Task: Only the lines from the one containing "of the shadow" to the end of the records should be given again, word for word and in full.

--- Material for this exercise Enclosed Below ---

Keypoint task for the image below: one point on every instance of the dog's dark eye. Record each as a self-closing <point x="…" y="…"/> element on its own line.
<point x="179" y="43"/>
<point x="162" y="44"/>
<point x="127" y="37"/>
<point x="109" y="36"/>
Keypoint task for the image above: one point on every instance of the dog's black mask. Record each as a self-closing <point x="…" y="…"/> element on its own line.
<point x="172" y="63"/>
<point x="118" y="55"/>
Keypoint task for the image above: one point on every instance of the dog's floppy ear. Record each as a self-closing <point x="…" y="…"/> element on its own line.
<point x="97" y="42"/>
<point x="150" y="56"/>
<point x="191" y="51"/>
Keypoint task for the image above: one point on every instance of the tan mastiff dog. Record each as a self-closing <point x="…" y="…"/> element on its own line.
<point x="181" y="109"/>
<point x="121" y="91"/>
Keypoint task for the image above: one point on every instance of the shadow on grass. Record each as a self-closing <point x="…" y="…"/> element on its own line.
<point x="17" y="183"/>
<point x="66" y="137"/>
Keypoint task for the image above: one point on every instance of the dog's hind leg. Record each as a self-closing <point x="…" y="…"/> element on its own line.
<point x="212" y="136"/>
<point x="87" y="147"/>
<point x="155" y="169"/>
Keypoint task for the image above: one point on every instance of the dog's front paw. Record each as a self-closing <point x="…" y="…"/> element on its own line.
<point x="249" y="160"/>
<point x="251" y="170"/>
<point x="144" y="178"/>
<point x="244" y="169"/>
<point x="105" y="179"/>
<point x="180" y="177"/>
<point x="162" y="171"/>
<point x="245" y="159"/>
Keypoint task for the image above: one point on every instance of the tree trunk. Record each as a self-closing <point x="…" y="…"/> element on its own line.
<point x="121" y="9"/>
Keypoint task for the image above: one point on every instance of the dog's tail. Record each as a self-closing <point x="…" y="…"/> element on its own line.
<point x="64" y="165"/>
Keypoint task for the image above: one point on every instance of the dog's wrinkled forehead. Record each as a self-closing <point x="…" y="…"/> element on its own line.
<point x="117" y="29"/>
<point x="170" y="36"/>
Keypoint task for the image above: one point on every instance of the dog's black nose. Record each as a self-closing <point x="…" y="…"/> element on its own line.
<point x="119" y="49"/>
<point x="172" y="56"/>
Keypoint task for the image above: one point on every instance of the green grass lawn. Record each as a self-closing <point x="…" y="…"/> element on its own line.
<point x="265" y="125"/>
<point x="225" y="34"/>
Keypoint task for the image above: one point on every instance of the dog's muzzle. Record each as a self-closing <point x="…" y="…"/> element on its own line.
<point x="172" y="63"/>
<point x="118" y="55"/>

--- End of Enclosed Material for this exercise ---

Reply:
Keypoint task for the image above: one point on every instance of the shadow on grass. Record each as a self-closing <point x="…" y="…"/> element on its own line.
<point x="17" y="183"/>
<point x="66" y="137"/>
Keypoint task for the image above: one point on every instance of the dog's hind leg. Record each as a self-closing <point x="…" y="…"/> element on its own line.
<point x="212" y="136"/>
<point x="87" y="147"/>
<point x="155" y="169"/>
Keypoint task for the image above: one point on every instance of the dog's front paw. Record each as a self-closing <point x="…" y="…"/> element on its own line.
<point x="249" y="160"/>
<point x="251" y="170"/>
<point x="144" y="178"/>
<point x="244" y="169"/>
<point x="105" y="179"/>
<point x="180" y="177"/>
<point x="162" y="171"/>
<point x="245" y="159"/>
Keypoint task for the image above: one point on every instance of the tree trunk. Record each as a self-closing <point x="…" y="…"/> element on its own line.
<point x="121" y="9"/>
Keypoint task for the image above: one point on every instance of the dog's tail. Record each as a self-closing <point x="…" y="…"/> element on its own line.
<point x="64" y="165"/>
Keypoint task for the image above: one point on every instance of the dog's wrinkled forehead. Record each as a self-closing <point x="…" y="…"/> element on its own line.
<point x="117" y="29"/>
<point x="170" y="36"/>
Keypoint task for the image above: one point on every instance of the dog's black nose. Record each as a self-closing <point x="…" y="…"/> element on its own line.
<point x="119" y="49"/>
<point x="172" y="56"/>
Keypoint task for the image above: one point on every instance of the green grass lawn. Record each as a self-closing <point x="…" y="…"/> element on its own line.
<point x="265" y="125"/>
<point x="225" y="34"/>
Keypoint task for the image above: one point on every instance of the dog's muzzle. Record each as a self-closing <point x="…" y="…"/> element on its own line.
<point x="172" y="63"/>
<point x="118" y="55"/>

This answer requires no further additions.